CSE’s Arun Kumar is Helping to Solve ML’s Big Data Problem

Jun 21, 2021
CSE and Halicioğlu Data Science Institute Assistant Professor Arun Kumar is working to make it faster, easier and more economical to handle large datasets.

by Josh Baxt


Big datasets can be incredible assets in business, healthcare, the physical and social sciences and many other disciplines – but the data won’t reveal itself. To isolate useful information and harness its predictive capabilities, researchers and organizations rely on sophisticated data sorting techniques, such as machine learning.

But machine learning and related disciplines face their own headwinds. For example, the model building process can be slow and both labor- and resource-intensive. UC San Diego Computer Science and Engineering and Halicioğlu Data Science Institute Assistant Professor Arun Kumar is working to make it faster, easier and more economical to handle these large datasets.

“I bridge the gap, from an academic standpoint, between computing systems and machine learning,” said Kumar. “I focus on reducing the resource costs of those building processes – what we call model selection – and improving resource efficiency: reducing costs, run times and energy consumption during the model building process.”
--*--
§ **ACTION ITEM A**
Name the fields the article about Arun Kumar lists by name as places where big datasets can be incredible assets.
§ **ACTION ITEM B**
Write out everything in the article about Arun Kumar from "Jun 21, 2021" down to "handle large datasets.", swapping "large datasets" for "huge datasets".
You can set aside the stored items that come after the article about Arun Kumar.

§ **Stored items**
--*--
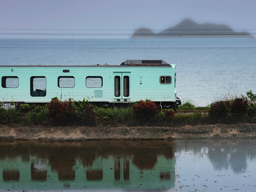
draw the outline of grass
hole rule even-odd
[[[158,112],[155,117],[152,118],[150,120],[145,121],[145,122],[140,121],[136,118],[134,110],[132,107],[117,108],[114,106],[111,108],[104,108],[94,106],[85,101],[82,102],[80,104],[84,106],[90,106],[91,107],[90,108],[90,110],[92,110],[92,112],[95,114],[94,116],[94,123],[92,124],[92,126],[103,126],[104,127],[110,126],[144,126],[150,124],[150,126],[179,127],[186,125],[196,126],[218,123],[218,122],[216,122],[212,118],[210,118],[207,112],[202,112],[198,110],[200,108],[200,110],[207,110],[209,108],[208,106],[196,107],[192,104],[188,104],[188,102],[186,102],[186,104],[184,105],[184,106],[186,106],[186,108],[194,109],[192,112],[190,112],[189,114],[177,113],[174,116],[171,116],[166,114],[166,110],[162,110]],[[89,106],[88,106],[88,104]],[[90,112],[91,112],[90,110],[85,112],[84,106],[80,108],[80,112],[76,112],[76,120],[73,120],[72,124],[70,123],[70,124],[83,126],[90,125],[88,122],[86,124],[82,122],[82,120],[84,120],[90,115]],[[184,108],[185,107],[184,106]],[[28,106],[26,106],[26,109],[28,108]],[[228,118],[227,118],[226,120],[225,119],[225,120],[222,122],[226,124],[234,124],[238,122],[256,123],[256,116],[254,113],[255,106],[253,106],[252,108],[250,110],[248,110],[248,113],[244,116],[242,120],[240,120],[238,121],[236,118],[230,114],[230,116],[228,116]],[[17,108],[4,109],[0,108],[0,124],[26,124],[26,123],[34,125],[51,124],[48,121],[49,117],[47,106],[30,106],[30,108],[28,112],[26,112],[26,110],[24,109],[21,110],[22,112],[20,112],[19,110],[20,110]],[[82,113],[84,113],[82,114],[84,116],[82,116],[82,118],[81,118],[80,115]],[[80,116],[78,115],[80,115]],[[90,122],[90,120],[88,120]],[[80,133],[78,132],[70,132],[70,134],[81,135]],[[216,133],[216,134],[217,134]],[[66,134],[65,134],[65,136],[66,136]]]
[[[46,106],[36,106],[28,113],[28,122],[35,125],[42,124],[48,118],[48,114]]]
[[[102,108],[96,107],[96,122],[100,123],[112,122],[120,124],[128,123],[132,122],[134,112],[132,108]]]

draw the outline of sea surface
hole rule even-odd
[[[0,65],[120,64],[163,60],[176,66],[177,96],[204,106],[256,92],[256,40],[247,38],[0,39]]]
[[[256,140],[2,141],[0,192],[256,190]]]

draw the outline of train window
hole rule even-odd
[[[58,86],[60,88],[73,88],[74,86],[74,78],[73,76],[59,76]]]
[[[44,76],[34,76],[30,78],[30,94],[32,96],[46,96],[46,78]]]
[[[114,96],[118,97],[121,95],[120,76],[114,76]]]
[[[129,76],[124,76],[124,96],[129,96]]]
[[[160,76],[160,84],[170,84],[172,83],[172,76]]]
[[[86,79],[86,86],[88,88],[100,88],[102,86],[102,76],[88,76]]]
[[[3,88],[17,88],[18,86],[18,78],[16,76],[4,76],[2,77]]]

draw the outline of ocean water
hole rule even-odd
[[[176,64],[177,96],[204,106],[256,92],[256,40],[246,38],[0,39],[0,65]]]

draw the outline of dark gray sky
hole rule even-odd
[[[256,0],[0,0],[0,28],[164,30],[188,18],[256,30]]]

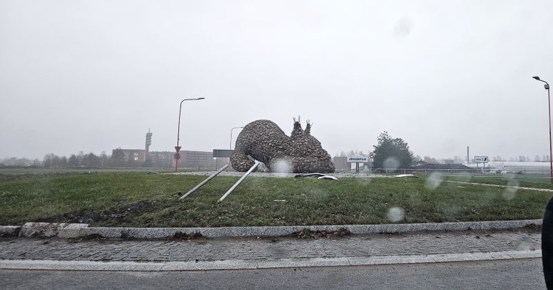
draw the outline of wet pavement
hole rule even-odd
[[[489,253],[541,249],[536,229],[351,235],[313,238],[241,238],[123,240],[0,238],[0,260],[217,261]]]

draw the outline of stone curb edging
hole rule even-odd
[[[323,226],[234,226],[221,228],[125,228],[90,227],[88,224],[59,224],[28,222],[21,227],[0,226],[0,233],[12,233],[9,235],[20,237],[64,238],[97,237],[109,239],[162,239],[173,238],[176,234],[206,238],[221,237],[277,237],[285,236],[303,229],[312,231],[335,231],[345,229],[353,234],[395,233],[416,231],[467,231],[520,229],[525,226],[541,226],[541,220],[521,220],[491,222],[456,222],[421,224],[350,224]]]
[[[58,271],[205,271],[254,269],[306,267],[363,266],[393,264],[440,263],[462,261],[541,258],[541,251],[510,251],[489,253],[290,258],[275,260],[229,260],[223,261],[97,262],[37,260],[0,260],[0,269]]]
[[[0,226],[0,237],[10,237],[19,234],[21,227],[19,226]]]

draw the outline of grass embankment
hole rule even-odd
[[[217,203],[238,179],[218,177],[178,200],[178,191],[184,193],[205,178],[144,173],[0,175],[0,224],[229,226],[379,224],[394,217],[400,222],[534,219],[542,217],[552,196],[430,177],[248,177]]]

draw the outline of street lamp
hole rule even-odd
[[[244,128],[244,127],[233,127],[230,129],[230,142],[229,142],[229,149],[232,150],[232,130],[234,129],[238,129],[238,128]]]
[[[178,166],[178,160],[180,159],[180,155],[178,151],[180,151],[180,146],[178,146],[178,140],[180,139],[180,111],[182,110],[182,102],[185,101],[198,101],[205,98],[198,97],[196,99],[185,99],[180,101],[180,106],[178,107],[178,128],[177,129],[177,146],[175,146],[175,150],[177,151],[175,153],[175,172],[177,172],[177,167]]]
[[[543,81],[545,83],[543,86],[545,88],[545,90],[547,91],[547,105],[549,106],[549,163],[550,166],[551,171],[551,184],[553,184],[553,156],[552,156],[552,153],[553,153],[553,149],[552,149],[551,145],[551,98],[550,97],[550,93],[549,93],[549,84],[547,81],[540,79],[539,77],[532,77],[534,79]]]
--*--
§ **RESULT A**
Business, healthcare, the physical sciences, the social sciences

§ **RESULT B**
Jun 21, 2021
CSE and Halicioğlu Data Science Institute Assistant Professor Arun Kumar is working to make it faster, easier and more economical to handle huge datasets.